::: PROVIDED DATA :::

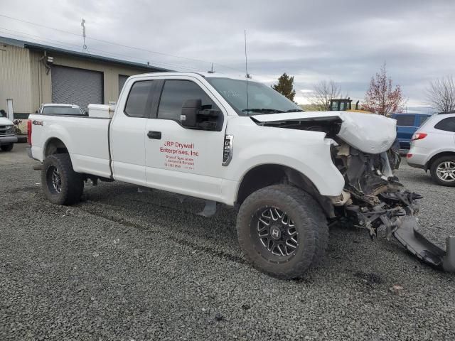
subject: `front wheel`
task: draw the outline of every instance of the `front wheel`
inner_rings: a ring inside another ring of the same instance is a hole
[[[73,169],[68,154],[53,154],[44,160],[41,184],[48,200],[57,205],[77,202],[84,190],[82,176]]]
[[[3,146],[0,146],[0,148],[1,148],[3,151],[11,151],[13,150],[13,146],[14,146],[13,144],[4,144]]]
[[[433,180],[443,186],[455,186],[455,156],[437,158],[432,163],[430,173]]]
[[[294,278],[323,257],[327,220],[308,193],[285,185],[262,188],[242,204],[237,218],[239,244],[259,271]]]

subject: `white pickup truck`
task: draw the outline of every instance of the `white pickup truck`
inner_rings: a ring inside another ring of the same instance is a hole
[[[391,119],[304,112],[256,82],[164,72],[130,77],[114,111],[31,115],[29,129],[50,202],[75,203],[85,180],[100,179],[201,198],[206,213],[216,203],[239,207],[245,256],[278,278],[299,277],[322,259],[328,221],[372,238],[382,228],[421,259],[455,269],[454,239],[444,251],[414,231],[421,197],[393,175]]]
[[[0,115],[0,149],[2,151],[11,151],[16,142],[17,136],[14,135],[13,122]]]

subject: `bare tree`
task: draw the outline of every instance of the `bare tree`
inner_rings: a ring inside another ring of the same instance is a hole
[[[313,87],[313,91],[309,94],[308,100],[317,110],[327,111],[330,100],[340,98],[341,87],[333,80],[322,80]]]
[[[379,72],[371,77],[370,88],[365,94],[363,109],[380,115],[388,116],[392,112],[402,112],[407,99],[400,85],[393,87],[392,78],[387,76],[385,63]]]
[[[455,111],[455,80],[447,76],[429,82],[427,100],[439,112]]]

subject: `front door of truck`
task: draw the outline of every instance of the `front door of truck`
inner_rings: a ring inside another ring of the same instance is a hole
[[[183,102],[201,99],[205,109],[226,112],[196,78],[162,80],[156,117],[146,127],[146,178],[155,188],[218,200],[221,195],[225,128],[188,129],[180,119]]]
[[[111,123],[112,169],[116,180],[145,185],[145,129],[151,117],[156,80],[129,80]]]

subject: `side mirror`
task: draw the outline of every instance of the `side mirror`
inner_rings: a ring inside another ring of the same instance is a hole
[[[183,126],[195,127],[198,121],[198,114],[202,109],[201,99],[187,99],[182,105],[180,122]]]
[[[203,107],[201,99],[188,99],[182,105],[180,122],[182,126],[200,130],[219,131],[223,126],[220,110]]]

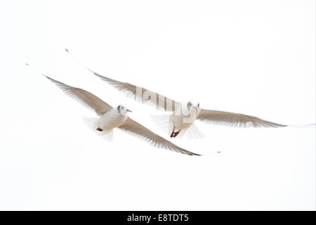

:::

## DIRECTIONS
How many lines in the records above contain the string "subject"? Matching is case-sensitive; reply with the number alone.

## ANSWER TO THIS EXERCISE
5